**Your task**
In the entries that follow, the first line to write out is the one containing "# Target: bed frame", and the last is the one containing "# Target: beige carpet". Reproduce that stretch exactly, with nothing before or after it.

Stored data entries
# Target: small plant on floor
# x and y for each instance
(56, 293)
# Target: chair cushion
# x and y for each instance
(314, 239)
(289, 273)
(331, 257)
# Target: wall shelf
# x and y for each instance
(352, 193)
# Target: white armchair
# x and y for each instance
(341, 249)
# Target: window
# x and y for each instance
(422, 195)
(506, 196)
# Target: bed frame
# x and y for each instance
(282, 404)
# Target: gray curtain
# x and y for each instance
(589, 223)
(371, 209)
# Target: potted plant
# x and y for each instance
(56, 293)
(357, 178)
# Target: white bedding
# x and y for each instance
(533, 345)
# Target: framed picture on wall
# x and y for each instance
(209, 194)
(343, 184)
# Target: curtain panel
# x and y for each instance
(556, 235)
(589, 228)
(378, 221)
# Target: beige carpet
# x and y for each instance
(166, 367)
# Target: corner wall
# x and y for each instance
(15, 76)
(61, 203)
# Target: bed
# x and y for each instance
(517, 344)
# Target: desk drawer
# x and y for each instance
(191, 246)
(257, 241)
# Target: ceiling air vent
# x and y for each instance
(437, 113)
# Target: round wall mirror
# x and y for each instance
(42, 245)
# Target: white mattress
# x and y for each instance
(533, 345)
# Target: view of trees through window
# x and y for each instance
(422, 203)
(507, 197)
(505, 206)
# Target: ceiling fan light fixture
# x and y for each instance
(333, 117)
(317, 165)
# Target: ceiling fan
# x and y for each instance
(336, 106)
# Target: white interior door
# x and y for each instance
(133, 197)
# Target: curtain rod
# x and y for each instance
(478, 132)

**Result below**
# Target: bed frame
# x and y for each instance
(282, 404)
# Target: gray curtain
# x and y for each instance
(589, 223)
(371, 209)
# Target: potted plant
# x and y for each instance
(56, 293)
(357, 178)
# Target: white bedding
# x and y for each instance
(533, 345)
# Target: framed picture on wall
# x and y for each instance
(209, 194)
(343, 184)
# Target: curtain panel
# x and y for each instance
(556, 235)
(589, 228)
(378, 221)
# Target: beige carpet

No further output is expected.